* [DESCRIPTION OF THE TASK]: Will you write out the data exactly, excluding every picture?

(Dataset records about object locations)
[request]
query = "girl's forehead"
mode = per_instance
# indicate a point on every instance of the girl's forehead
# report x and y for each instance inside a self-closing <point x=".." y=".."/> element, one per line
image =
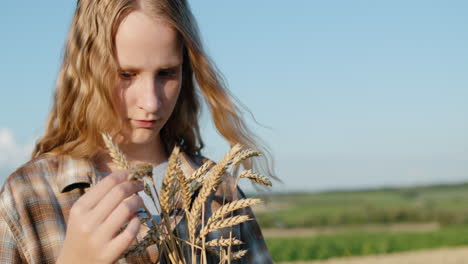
<point x="144" y="41"/>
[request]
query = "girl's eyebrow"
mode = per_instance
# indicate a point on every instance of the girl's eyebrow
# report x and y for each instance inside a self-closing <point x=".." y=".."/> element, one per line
<point x="137" y="69"/>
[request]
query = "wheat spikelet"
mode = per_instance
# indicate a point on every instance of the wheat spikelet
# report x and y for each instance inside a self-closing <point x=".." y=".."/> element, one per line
<point x="185" y="191"/>
<point x="223" y="242"/>
<point x="237" y="255"/>
<point x="243" y="155"/>
<point x="140" y="171"/>
<point x="116" y="154"/>
<point x="213" y="180"/>
<point x="200" y="171"/>
<point x="232" y="206"/>
<point x="223" y="223"/>
<point x="168" y="180"/>
<point x="255" y="177"/>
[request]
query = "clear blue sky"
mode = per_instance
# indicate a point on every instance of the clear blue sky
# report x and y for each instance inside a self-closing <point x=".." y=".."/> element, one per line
<point x="355" y="93"/>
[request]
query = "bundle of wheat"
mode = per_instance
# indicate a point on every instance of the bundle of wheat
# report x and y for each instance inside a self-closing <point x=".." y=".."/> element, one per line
<point x="188" y="194"/>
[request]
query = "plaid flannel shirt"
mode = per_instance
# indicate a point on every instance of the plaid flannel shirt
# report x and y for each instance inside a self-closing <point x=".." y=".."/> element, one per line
<point x="36" y="199"/>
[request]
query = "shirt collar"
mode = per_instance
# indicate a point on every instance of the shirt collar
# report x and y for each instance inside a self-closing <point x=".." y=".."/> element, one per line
<point x="73" y="173"/>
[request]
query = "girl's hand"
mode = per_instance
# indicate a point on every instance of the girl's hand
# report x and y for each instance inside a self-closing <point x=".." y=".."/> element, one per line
<point x="96" y="218"/>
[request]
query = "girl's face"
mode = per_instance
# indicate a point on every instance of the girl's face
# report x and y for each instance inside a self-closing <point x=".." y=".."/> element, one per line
<point x="149" y="54"/>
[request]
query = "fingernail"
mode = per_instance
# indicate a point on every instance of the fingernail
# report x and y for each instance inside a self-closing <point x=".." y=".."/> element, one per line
<point x="140" y="184"/>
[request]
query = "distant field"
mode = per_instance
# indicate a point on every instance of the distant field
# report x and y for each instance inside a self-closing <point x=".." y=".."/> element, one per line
<point x="320" y="226"/>
<point x="444" y="204"/>
<point x="363" y="243"/>
<point x="434" y="256"/>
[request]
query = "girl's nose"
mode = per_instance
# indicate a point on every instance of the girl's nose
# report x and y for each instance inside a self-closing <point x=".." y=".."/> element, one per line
<point x="148" y="95"/>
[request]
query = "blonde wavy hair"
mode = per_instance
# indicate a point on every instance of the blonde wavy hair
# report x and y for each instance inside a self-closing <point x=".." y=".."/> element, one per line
<point x="84" y="104"/>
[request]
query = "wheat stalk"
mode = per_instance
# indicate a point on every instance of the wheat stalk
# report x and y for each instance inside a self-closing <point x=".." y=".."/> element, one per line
<point x="201" y="170"/>
<point x="236" y="256"/>
<point x="117" y="155"/>
<point x="232" y="206"/>
<point x="223" y="242"/>
<point x="168" y="181"/>
<point x="223" y="223"/>
<point x="255" y="177"/>
<point x="175" y="187"/>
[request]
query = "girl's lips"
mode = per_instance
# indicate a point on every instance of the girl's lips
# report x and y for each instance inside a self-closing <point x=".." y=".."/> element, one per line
<point x="144" y="123"/>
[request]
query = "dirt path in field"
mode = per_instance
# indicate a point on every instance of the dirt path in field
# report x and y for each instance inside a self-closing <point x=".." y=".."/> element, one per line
<point x="309" y="232"/>
<point x="434" y="256"/>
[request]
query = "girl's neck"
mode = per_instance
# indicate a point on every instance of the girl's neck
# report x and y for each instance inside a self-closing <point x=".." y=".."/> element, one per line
<point x="152" y="153"/>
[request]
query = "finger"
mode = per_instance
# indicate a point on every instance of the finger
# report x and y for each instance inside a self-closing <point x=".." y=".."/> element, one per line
<point x="122" y="241"/>
<point x="123" y="213"/>
<point x="92" y="197"/>
<point x="113" y="199"/>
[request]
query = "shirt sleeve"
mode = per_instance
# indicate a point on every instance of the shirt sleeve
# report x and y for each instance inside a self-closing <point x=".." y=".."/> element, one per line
<point x="253" y="239"/>
<point x="9" y="252"/>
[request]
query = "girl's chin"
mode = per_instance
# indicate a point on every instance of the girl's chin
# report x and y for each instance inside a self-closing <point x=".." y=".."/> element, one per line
<point x="143" y="138"/>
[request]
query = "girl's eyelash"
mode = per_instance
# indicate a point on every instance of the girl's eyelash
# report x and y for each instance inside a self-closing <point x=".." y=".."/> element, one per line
<point x="168" y="72"/>
<point x="126" y="75"/>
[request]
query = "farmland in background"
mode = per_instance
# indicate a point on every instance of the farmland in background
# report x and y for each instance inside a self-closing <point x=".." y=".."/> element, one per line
<point x="315" y="226"/>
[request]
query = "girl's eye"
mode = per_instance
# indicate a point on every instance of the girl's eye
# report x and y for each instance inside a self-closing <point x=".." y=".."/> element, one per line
<point x="126" y="75"/>
<point x="168" y="73"/>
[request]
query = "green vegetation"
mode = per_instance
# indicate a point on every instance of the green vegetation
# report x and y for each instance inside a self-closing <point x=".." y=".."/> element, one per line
<point x="353" y="244"/>
<point x="344" y="211"/>
<point x="445" y="204"/>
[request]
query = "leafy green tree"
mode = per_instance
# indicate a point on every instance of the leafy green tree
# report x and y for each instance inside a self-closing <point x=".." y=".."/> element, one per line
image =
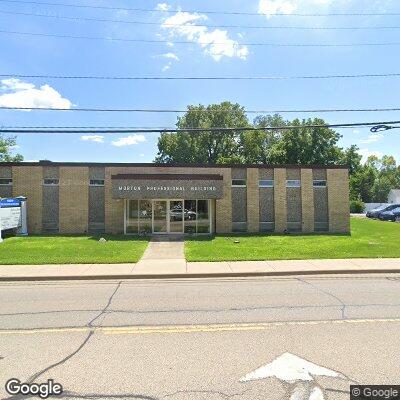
<point x="202" y="146"/>
<point x="261" y="146"/>
<point x="6" y="146"/>
<point x="306" y="145"/>
<point x="352" y="159"/>
<point x="362" y="183"/>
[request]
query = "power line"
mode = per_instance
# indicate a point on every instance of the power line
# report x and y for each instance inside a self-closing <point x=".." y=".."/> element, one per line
<point x="200" y="78"/>
<point x="152" y="110"/>
<point x="194" y="130"/>
<point x="88" y="19"/>
<point x="128" y="40"/>
<point x="198" y="11"/>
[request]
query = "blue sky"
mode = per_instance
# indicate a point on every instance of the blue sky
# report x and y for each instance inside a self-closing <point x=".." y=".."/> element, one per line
<point x="21" y="54"/>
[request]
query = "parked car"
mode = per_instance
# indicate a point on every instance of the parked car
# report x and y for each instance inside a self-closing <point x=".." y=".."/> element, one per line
<point x="390" y="215"/>
<point x="377" y="211"/>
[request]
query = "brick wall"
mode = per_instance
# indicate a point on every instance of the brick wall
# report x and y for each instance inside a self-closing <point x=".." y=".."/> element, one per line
<point x="280" y="199"/>
<point x="253" y="202"/>
<point x="27" y="181"/>
<point x="74" y="199"/>
<point x="338" y="200"/>
<point x="307" y="200"/>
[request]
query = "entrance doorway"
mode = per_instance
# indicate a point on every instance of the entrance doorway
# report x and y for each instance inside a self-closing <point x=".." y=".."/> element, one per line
<point x="168" y="217"/>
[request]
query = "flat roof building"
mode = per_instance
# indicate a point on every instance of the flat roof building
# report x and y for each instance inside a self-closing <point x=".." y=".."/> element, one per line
<point x="126" y="198"/>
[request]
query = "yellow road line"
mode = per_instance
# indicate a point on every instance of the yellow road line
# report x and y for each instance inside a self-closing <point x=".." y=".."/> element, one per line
<point x="145" y="330"/>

* [RESULT FOR THIS TASK]:
[request]
query = "girl's forehead"
mode = per_instance
# indicate a point on every instance of the girl's forehead
# report x and y for each instance inside a self-closing <point x=".." y=".."/> element, one per line
image =
<point x="144" y="41"/>
[request]
query = "girl's eyebrow"
mode = per_instance
# indicate a point on every instance of the girl's eyebrow
# report x and y for each instance inside a self-closing <point x=".." y=".."/> element, one per line
<point x="137" y="69"/>
[request]
query = "wheat spikelet"
mode = per_instance
# indicate a point on every instance of the wheat spikelet
# report x and y for each instance inside a self-closing <point x=".." y=".."/> element, one per line
<point x="185" y="191"/>
<point x="223" y="242"/>
<point x="237" y="255"/>
<point x="243" y="155"/>
<point x="140" y="171"/>
<point x="116" y="154"/>
<point x="213" y="180"/>
<point x="200" y="171"/>
<point x="232" y="206"/>
<point x="223" y="223"/>
<point x="168" y="180"/>
<point x="255" y="177"/>
[request]
query = "clear blue sky"
mode = per_instance
# indicate a point on every instance of the clear blue sky
# report x and y for each instance inside a self-closing <point x=".." y=".."/> element, one per line
<point x="355" y="93"/>
[request]
query = "bundle of wheat"
mode = per_instance
# indicate a point on every instance of the bundle of wheat
# report x and y for each instance inside a self-closing <point x=".." y=".."/> element, one per line
<point x="188" y="194"/>
[request]
query = "plaid flannel shirt"
mode = per_instance
# indicate a point on every instance of the plaid flannel shirt
# report x and y for each instance inside a self-closing <point x=".." y=".."/> element, one per line
<point x="36" y="199"/>
[request]
query = "shirt collar"
mode = per_instance
# indicate a point on every instance of the shirt collar
# report x and y for each instance inside a self-closing <point x=".." y=".."/> element, one per line
<point x="73" y="173"/>
[request]
query = "girl's hand"
mode = per_instance
# indicate a point on every instance of the girl's hand
# report x and y for each instance inside a self-closing <point x=".." y=".."/> element, one per line
<point x="96" y="218"/>
[request]
query = "girl's face"
mode = per_instance
# indicate a point on every instance of the girl's face
# report x and y for each instance inside a self-closing <point x=".." y=".."/> element, one per line
<point x="149" y="54"/>
[request]
query = "fingernail"
mode = per_instance
# indicate a point on every instance of the fingernail
# report x and y for each instance inside a self-closing <point x=".." y=".."/> element, one per line
<point x="140" y="184"/>
[request]
query = "distant field"
mode = per_instance
# indicate a point on every instance of the distant field
# report x and y for each instance inside a self-closing <point x=".." y=".."/> element, one per line
<point x="320" y="226"/>
<point x="444" y="204"/>
<point x="363" y="243"/>
<point x="434" y="256"/>
[request]
query = "girl's nose"
mode = per_instance
# indicate a point on every instance of the girl's nose
# report x and y for each instance inside a self-closing <point x=".." y=".."/> element, one per line
<point x="148" y="95"/>
[request]
query = "blonde wavy hair"
mode = per_instance
# indicate a point on every instance of the blonde wavy hair
# report x and y for each instance inside a self-closing <point x=".." y=".."/> element, one per line
<point x="84" y="104"/>
[request]
query = "wheat stalk"
mode = per_instance
# indicate a point on every instance of the wheat stalk
# report x and y for each instance inside a self-closing <point x=".." y=".."/> element, one per line
<point x="201" y="170"/>
<point x="236" y="256"/>
<point x="117" y="155"/>
<point x="232" y="206"/>
<point x="223" y="242"/>
<point x="168" y="181"/>
<point x="223" y="223"/>
<point x="255" y="177"/>
<point x="175" y="187"/>
[request]
query = "girl's lips"
mode = per_instance
# indicate a point on every instance of the girl's lips
# report x and y for each instance inside a self-closing <point x=".." y=".."/> element, one per line
<point x="144" y="123"/>
[request]
query = "dirt path in field"
mode = per_instance
# indicate a point on every instance of the dirt path in field
# report x and y for each instance inside a self-closing <point x=".." y=".."/> element, one per line
<point x="309" y="232"/>
<point x="434" y="256"/>
[request]
query = "girl's neck"
mode = per_instance
# indicate a point on every instance of the girl's neck
# report x and y for each instance inside a self-closing <point x=".." y=".."/> element, one per line
<point x="152" y="153"/>
[request]
query = "finger"
mode = per_instance
# indicate a point on every instance of the finger
# report x and y for each instance inside a self-closing <point x=".." y=".."/> element, one per line
<point x="122" y="241"/>
<point x="123" y="213"/>
<point x="92" y="197"/>
<point x="113" y="199"/>
[request]
query = "shirt sleeve"
mode = per_instance
# indicate a point on every instance of the shirt sleeve
# report x and y for each instance inside a self-closing <point x=".." y=".."/> element, one per line
<point x="253" y="239"/>
<point x="9" y="252"/>
[request]
query = "girl's chin"
mode = per_instance
# indicate a point on every instance of the girl's chin
# report x and y for each instance inside a self-closing <point x=".." y=".."/> element, one per line
<point x="143" y="138"/>
[request]
query = "girl's eyelash"
mode = per_instance
# indicate a point on every instance of the girl's eyelash
# report x and y for each instance inside a self-closing <point x=".." y=".."/> element, one per line
<point x="168" y="72"/>
<point x="126" y="75"/>
[request]
query = "farmland in background"
mode = per_instance
# indicate a point on every instance of the farmland in background
# report x and y for each instance inside a self-closing <point x=".." y=".."/> element, one per line
<point x="315" y="226"/>
[request]
query = "girl's eye"
mode = per_instance
# indicate a point on every instance of the girl's eye
# report x and y for each instance inside a self-closing <point x=".." y=".."/> element, one per line
<point x="126" y="75"/>
<point x="168" y="73"/>
[request]
query = "green vegetation"
mode = per_instance
# indicate a point on every instance of the green vegetation
# report x and y for each instance inside a self-closing <point x=".." y=".."/> element, one per line
<point x="353" y="244"/>
<point x="344" y="211"/>
<point x="445" y="204"/>
[request]
query = "leafy green tree"
mode = per_instance
# indicate a point on every instance of the leafy green tree
# report x and y for each instance inside a self-closing <point x=".." y=".."/> element, one per line
image =
<point x="202" y="146"/>
<point x="261" y="146"/>
<point x="6" y="146"/>
<point x="306" y="145"/>
<point x="352" y="159"/>
<point x="362" y="183"/>
[request]
query = "power line"
mode = per_instance
# indicate a point on every instance of the power line
# report x and y for each instance inside a self-closing <point x=".." y=".."/> element, one per line
<point x="200" y="78"/>
<point x="152" y="110"/>
<point x="194" y="130"/>
<point x="88" y="19"/>
<point x="128" y="40"/>
<point x="198" y="11"/>
[request]
query = "blue sky"
mode = per_instance
# indicate a point on every instance of the blue sky
# report x and y for each instance inside a self-closing <point x=".." y=".."/> element, one per line
<point x="21" y="54"/>
[request]
query = "parked car"
mode = per_instance
# indicate a point on every instance of the parked car
# report x and y for each instance inside a self-closing <point x=".." y=".."/> element, one per line
<point x="390" y="215"/>
<point x="377" y="211"/>
[request]
query = "brick wall"
mode = per_instance
# indicate a point on every instance of the brick wall
# report x and y for each instance inside a self-closing <point x=".." y=".."/> element, one per line
<point x="280" y="199"/>
<point x="253" y="202"/>
<point x="27" y="181"/>
<point x="74" y="199"/>
<point x="338" y="200"/>
<point x="307" y="200"/>
[request]
query = "entrance doorway"
mode = per_instance
# indicate a point on every instance of the entrance doorway
# report x and y for each instance inside a self-closing <point x=".." y=".."/> element, one per line
<point x="168" y="217"/>
[request]
query = "flat roof building"
mode = per_instance
# indicate a point on every instance of the flat roof building
# report x and y for each instance inside a self-closing <point x=".." y=".."/> element, one per line
<point x="126" y="198"/>
[request]
query = "yellow road line"
mode = per_instance
# indicate a point on every instance of the yellow road line
# report x and y for each instance inside a self-closing <point x=".." y=".."/> element, one per line
<point x="145" y="330"/>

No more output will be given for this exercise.